> **EXCERPTED RECORDS**
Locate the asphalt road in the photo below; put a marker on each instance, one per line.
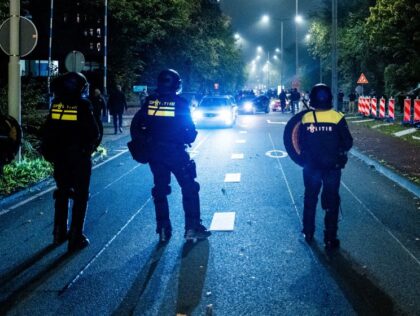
(263, 267)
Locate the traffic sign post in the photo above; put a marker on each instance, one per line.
(362, 80)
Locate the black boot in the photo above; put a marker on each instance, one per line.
(77, 240)
(60, 217)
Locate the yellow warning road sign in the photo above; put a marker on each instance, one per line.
(362, 79)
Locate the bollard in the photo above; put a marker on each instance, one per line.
(373, 108)
(382, 108)
(417, 110)
(391, 109)
(407, 111)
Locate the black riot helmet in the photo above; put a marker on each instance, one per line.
(321, 97)
(70, 85)
(169, 82)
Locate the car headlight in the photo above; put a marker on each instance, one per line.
(197, 115)
(248, 106)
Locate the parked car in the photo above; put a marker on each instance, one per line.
(251, 104)
(216, 111)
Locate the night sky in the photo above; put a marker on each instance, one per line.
(246, 15)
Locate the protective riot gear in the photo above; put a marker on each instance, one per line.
(164, 123)
(321, 97)
(169, 82)
(71, 84)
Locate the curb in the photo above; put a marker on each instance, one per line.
(393, 176)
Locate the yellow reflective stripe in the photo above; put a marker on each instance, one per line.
(161, 113)
(329, 116)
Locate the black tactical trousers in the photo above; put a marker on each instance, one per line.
(72, 177)
(329, 180)
(176, 161)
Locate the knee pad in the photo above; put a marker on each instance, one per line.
(190, 169)
(330, 201)
(191, 189)
(61, 194)
(158, 192)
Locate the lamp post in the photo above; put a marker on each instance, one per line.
(298, 19)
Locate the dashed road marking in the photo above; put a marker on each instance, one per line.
(237, 156)
(223, 221)
(276, 122)
(232, 177)
(275, 153)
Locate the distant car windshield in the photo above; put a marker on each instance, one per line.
(208, 102)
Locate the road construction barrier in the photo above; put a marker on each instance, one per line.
(407, 111)
(382, 108)
(367, 106)
(391, 109)
(360, 105)
(373, 107)
(416, 111)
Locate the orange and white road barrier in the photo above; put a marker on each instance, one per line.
(382, 108)
(416, 111)
(407, 111)
(391, 109)
(367, 106)
(374, 108)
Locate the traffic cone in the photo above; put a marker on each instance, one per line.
(391, 109)
(417, 110)
(382, 108)
(407, 111)
(373, 108)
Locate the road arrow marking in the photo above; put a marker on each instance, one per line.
(237, 156)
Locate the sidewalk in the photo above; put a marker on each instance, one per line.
(397, 159)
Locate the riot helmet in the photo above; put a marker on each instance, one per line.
(71, 84)
(169, 82)
(321, 97)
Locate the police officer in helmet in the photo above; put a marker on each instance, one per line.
(165, 123)
(69, 136)
(325, 140)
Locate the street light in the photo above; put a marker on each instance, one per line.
(298, 20)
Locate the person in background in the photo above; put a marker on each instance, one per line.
(116, 106)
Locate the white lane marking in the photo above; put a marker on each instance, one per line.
(223, 221)
(380, 125)
(11, 208)
(361, 121)
(383, 225)
(276, 153)
(232, 177)
(276, 122)
(405, 132)
(77, 277)
(237, 156)
(285, 179)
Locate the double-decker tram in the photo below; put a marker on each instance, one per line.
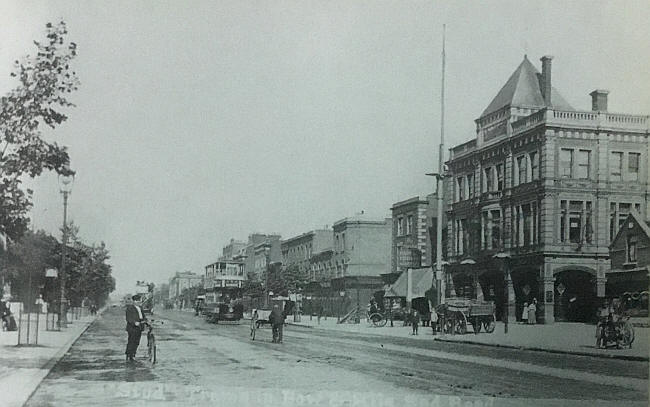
(223, 291)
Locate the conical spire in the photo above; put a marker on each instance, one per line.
(523, 90)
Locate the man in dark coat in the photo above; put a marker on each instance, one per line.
(134, 320)
(277, 322)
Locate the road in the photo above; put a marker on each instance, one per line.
(201, 362)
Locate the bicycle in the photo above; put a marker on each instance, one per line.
(152, 350)
(377, 318)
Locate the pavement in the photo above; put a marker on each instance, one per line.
(23, 367)
(219, 364)
(561, 337)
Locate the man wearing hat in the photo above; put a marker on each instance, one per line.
(134, 320)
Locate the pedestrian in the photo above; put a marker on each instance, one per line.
(524, 314)
(134, 321)
(532, 312)
(277, 323)
(415, 321)
(254, 319)
(434, 321)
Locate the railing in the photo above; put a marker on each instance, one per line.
(529, 121)
(583, 119)
(601, 119)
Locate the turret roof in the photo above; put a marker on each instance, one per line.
(523, 90)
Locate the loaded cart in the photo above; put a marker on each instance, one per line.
(455, 314)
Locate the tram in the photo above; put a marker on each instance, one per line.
(223, 292)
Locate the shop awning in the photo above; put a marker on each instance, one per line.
(421, 280)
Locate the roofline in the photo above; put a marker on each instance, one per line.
(415, 199)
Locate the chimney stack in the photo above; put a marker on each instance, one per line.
(546, 79)
(599, 100)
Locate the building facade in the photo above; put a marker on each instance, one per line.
(362, 247)
(410, 243)
(298, 250)
(232, 249)
(543, 187)
(629, 277)
(181, 281)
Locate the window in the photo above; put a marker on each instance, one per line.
(487, 180)
(564, 214)
(633, 167)
(534, 165)
(566, 163)
(485, 223)
(496, 229)
(500, 182)
(460, 188)
(583, 160)
(623, 212)
(459, 237)
(616, 166)
(612, 221)
(631, 249)
(589, 228)
(522, 168)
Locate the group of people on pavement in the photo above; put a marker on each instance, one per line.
(529, 313)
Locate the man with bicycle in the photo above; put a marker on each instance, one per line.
(134, 325)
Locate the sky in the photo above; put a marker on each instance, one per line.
(201, 121)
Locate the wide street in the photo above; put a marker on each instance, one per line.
(200, 362)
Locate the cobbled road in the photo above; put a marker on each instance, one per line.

> **REQUIRED TASK**
Lay out the part of the items that opens with the line containing "Locate the chimney" and runs through the last line of the items as a numbered list, leaving out blank lines.

> **TASK OUTPUT**
1. Locate the chimney stack in the photo above; put a marker on each instance, one per line.
2. (546, 79)
3. (599, 100)
4. Locate the building facade in the photo above; put a marker on each instance, one per line.
5. (362, 247)
6. (410, 243)
7. (298, 250)
8. (232, 249)
9. (543, 187)
10. (629, 277)
11. (181, 281)
12. Locate the window in the photo above; put a marker on each instance, one per line.
13. (487, 180)
14. (564, 214)
15. (633, 167)
16. (534, 165)
17. (566, 163)
18. (485, 223)
19. (496, 229)
20. (500, 182)
21. (460, 188)
22. (583, 160)
23. (623, 212)
24. (459, 237)
25. (616, 166)
26. (612, 221)
27. (631, 249)
28. (589, 228)
29. (522, 168)
30. Locate the group of people on pavement in the photo above; put a marker on each instance, one per line.
31. (529, 313)
32. Locate the man with bicycle in the photo above; put a marker on each instance, one per line.
33. (134, 325)
34. Locate the sky in the photo above; put a marker on each instance, one per line.
35. (201, 121)
36. Locate the wide street in the photo above; put a marker on each instance, one per line.
37. (200, 362)
38. Locate the cobbled road in the photo above; put a marker on each instance, one per line.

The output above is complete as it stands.